MATERIAL FOR THIS TASK –
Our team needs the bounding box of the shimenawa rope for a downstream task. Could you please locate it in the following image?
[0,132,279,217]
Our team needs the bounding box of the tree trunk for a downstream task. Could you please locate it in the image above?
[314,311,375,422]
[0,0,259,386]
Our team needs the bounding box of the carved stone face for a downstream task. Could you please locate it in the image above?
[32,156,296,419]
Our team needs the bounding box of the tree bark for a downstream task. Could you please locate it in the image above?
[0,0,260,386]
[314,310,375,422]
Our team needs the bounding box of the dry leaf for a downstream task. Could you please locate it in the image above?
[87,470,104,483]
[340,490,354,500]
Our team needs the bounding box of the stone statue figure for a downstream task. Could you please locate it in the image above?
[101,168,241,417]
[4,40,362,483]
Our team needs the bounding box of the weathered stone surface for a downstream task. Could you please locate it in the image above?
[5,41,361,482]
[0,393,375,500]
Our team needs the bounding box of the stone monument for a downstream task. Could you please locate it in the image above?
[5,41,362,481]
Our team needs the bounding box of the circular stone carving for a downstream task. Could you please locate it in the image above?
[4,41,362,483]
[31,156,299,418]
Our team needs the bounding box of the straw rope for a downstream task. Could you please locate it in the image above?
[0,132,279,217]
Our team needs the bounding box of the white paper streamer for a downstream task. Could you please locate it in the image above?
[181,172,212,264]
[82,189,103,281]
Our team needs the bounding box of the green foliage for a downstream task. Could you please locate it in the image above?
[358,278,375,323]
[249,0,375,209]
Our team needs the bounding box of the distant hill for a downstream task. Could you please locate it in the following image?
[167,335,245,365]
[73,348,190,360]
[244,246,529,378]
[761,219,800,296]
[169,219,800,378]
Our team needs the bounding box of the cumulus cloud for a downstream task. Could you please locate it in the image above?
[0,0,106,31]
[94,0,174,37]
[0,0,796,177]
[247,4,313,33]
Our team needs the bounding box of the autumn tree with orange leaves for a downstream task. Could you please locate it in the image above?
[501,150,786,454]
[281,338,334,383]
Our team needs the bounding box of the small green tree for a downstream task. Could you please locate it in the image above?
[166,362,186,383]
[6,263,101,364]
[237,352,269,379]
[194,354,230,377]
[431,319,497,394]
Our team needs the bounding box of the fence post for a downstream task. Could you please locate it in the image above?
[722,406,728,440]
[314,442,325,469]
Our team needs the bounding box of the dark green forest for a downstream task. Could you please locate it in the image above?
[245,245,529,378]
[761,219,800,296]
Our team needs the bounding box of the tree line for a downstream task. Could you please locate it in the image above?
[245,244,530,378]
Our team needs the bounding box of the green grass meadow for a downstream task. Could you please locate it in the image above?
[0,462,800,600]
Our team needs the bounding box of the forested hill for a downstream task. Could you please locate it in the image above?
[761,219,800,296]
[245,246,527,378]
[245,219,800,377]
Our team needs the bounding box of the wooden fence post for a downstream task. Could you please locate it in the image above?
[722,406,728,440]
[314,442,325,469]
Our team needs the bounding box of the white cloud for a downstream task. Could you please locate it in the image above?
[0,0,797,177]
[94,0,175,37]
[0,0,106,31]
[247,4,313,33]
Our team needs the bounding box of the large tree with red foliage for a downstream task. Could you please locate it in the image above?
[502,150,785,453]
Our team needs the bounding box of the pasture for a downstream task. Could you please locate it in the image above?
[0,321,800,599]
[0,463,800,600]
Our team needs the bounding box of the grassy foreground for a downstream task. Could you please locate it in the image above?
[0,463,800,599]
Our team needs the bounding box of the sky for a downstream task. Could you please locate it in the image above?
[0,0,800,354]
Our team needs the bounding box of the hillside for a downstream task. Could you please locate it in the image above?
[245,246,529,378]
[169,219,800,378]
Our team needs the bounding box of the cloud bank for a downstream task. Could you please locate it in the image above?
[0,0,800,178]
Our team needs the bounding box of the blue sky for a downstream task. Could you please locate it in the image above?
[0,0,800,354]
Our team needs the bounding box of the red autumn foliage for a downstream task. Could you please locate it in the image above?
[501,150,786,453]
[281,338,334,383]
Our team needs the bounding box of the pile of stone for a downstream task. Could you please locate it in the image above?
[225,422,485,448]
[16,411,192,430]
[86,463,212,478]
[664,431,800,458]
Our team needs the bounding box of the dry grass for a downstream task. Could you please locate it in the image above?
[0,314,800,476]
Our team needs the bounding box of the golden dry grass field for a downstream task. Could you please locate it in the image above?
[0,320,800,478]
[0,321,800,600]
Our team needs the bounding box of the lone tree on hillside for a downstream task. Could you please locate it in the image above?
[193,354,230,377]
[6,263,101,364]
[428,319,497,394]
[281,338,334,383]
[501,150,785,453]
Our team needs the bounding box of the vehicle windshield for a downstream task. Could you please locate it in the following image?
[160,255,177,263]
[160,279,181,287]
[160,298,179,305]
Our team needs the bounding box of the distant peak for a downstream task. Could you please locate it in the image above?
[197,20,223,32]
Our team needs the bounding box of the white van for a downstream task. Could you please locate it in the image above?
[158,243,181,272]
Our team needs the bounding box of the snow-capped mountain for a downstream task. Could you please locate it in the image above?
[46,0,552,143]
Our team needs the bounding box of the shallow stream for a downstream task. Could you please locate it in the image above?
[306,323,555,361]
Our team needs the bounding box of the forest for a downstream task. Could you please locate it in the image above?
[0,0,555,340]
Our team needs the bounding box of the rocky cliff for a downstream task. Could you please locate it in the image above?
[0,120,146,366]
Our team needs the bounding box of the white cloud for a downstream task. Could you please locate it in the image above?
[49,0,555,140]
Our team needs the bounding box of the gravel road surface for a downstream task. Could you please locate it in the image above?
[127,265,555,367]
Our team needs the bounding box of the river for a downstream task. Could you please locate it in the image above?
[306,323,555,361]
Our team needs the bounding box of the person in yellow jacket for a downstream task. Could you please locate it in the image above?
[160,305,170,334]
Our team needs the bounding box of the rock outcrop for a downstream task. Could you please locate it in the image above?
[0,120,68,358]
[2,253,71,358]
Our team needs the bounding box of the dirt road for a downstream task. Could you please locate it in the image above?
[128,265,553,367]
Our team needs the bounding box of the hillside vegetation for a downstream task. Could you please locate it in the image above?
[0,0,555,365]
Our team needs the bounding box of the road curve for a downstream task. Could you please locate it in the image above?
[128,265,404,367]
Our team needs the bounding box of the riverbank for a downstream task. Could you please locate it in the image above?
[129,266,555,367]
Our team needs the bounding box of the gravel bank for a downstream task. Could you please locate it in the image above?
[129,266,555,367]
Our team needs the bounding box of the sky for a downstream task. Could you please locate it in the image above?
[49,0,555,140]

STATED PROBLEM –
Rewrite all of the lines above, changing every "downstream task" to "labeling project" and leaving everything else as it is.

SOLVED PROBLEM –
Our team needs the bounding box of the shimenawa rope for a labeling project. Could you please locate it in the following image?
[0,132,279,217]
Our team needs the bounding box of the tree trunk for a labeling project. Could you please locate it in the image above?
[314,311,375,422]
[0,0,259,386]
Our team needs the bounding box of the carved stone face for a labeling project. Could you please locate it in the image above?
[32,156,296,419]
Our team needs the bounding box of the tree bark for a labeling project. Could you please locate it in the image above?
[0,0,260,386]
[314,310,375,422]
Our team needs the bounding box of the dry leaf for a labeling project. Could you please locate it in the image above?
[87,470,104,483]
[340,490,354,500]
Our team needs the bounding box of the stone statue figure for a labeling project. Could you please locate it in the image above?
[101,168,241,417]
[4,40,362,483]
Our team needs the bounding box of the weathered stone surface for a labeling project. Could you please locate it in the image above?
[5,41,361,482]
[0,393,375,500]
Our team needs the bounding box of the stone monument for a labeling project. Could you please locate it in the image above?
[5,41,362,481]
Our team needs the bounding box of the circular stone carving for a labeling project. Could you please locate it in the image above?
[4,41,362,483]
[31,156,299,418]
Our team needs the bounding box of the straw rope for a labeling project. Could you please locate it in the image above?
[0,132,279,217]
Our team needs the bounding box of the white paper streamer for a labeling project. Could you please locate it in the image above?
[181,172,212,264]
[82,189,103,281]
Our team needs the bounding box of the green foliage for a labeling project. Could you please locate it in the image above?
[358,278,375,323]
[249,0,375,209]
Our team needs the bounding box of the distant hill for a labeling project. Could you please locate it in the following image?
[167,335,245,365]
[73,348,190,360]
[244,246,529,378]
[761,219,800,296]
[169,219,800,378]
Our team needs the bounding box of the cumulus cloud for a labeling project. Could you please locate it in the image above?
[0,0,106,31]
[94,0,174,37]
[0,0,796,177]
[247,4,313,33]
Our team needs the bounding box of the autumn tree with orange leaves for a labeling project. Could you please locate it in the image above?
[501,150,786,454]
[281,338,334,383]
Our team needs the bounding box of the small green tree for a labeling project. Could you please locate it in the image above?
[166,362,186,383]
[6,263,101,364]
[237,352,269,379]
[194,354,230,377]
[431,319,497,394]
Our team needs the bounding box of the fence post for a labeling project. Could you please locate it in the image above?
[722,406,728,440]
[314,442,325,469]
Our team needs the bounding box of the dark green forest for a labeling project. Could you please locate it in the image above?
[245,245,529,378]
[761,219,800,296]
Our team needs the bounding box of the tree line for a labeling project. Could you please locate it in the image above?
[245,244,530,378]
Our team needs the bounding box of the green grass meadow for a labeling project. Could you please locate it in the image above?
[0,462,800,600]
Our team needs the bounding box of the forested hill for a labeling project. Could you please locate it in the image above?
[761,219,800,296]
[245,246,527,378]
[245,219,800,377]
Our team needs the bounding box of the wooden fence post for a labeling project. Could you please locate it in the image above?
[722,406,728,440]
[314,442,325,469]
Our team needs the bounding box of the white cloud for a labeling project. Could you please locate it in the image above?
[0,0,797,177]
[94,0,175,37]
[0,0,106,31]
[247,4,313,33]
Our team needs the bounding box of the large tree with red foliage for a labeling project. Could you please locate it in the image above?
[502,150,785,453]
Our team needs the bounding box of the pasture for a labeling project. Could you please locate it in the image above?
[0,321,800,599]
[0,463,800,600]
Our team needs the bounding box of the grassy foreground for a labeling project. Could you please locate it in the image above?
[0,463,800,599]
Our team needs the bounding box of the sky for a labeling project. Could you please locate it in the image above?
[0,0,800,354]
Our team needs the bounding box of the hillside for a labeling project. Could you please locate it in the image above?
[245,246,529,378]
[169,219,800,378]
Our team needs the bounding box of the cloud bank for a labeling project. Could you please locate it in the image above?
[0,0,800,178]
Our team needs the bounding box of the blue sky for a labeling project. Could you please locate it in the image above?
[0,0,800,354]
Our team needs the bounding box of the red autumn foliage for a labeling project. Could you please locate it in the image above?
[501,150,786,453]
[281,338,334,383]
Our team needs the bounding box of the pile of stone for a labeling project. Could you please locate it in the image above?
[225,422,485,448]
[16,411,192,430]
[86,463,212,478]
[664,431,800,458]
Our team needs the bounding box of the dry grass for a labeling project. Could you please locate it in the image above?
[0,314,800,476]
Our team needs the bounding box of the golden dry grass field for a labeling project. Could you please locate it in the image above?
[0,320,800,478]
[0,321,800,600]
Our team needs the bounding box of the lone tree on hillside for a labeling project. Could you please locate it in the image above?
[193,354,230,377]
[6,263,101,364]
[428,319,497,394]
[281,338,334,383]
[501,150,785,453]
Our team needs the bounding box of the vehicle windshield for a labeling project. Could you please locate it in the following image?
[160,255,177,263]
[160,279,181,287]
[160,298,179,305]
Our team needs the bounding box of the distant peak for a labeling project. Could you please locate it in the image above?
[197,20,223,32]
Our team needs the bounding box of the white van for a labeling project. Could you please locate it in the image above?
[158,243,181,272]
Our team needs the bounding box of the snow-capped mountain for a labeling project. Could you please locate it in the image above?
[46,0,552,143]
Our team needs the bounding box of the shallow stream for a labeling project. Could you please locate it in the image above?
[306,323,555,361]
Our team needs the bounding box of the forest for a labeling project. Could you please locate it in the image above?
[0,0,555,340]
Our team needs the bounding box of the rocky cliff for a labeling project. Could you please locate it in the image above?
[0,120,146,366]
Our team needs the bounding box of the white cloud for a labeling project. Could you please locate it in the image above?
[49,0,555,140]
Our team needs the bounding box of the gravel road surface for a labeling project. Could you please locate it in the image above?
[127,265,555,367]
Our team needs the bounding box of the river for a labeling project. Could you please locate it in the image above?
[306,323,555,361]
Our team needs the bounding box of the person in yellow jacket for a labeling project. Could you please locate it in the image above?
[160,305,170,334]
Our team needs the bounding box of the rock outcrop for a labeling project. Could you please locate it in the image above?
[0,120,68,358]
[2,253,71,358]
Our team needs the bounding box of the dirt road for a labeling project. Could you please locate it in the image above?
[128,265,553,367]
Our team needs the bounding box of the hillside vegetation for a labeling project. Could you please locate it in the image above?
[0,0,555,365]
Our team needs the bounding box of the road curve for a labeling project. Could you please locate it in the image above?
[128,265,404,367]
Our team needs the bounding box of the riverbank for a labeling project. Could you please locate it in the image above?
[129,266,555,367]
Our team needs the bounding box of the gravel bank for a labeling project. Could you please locate it in the image above?
[129,266,555,367]
Our team needs the bounding box of the sky for a labeling project. Could you please locate it in the image above?
[49,0,555,140]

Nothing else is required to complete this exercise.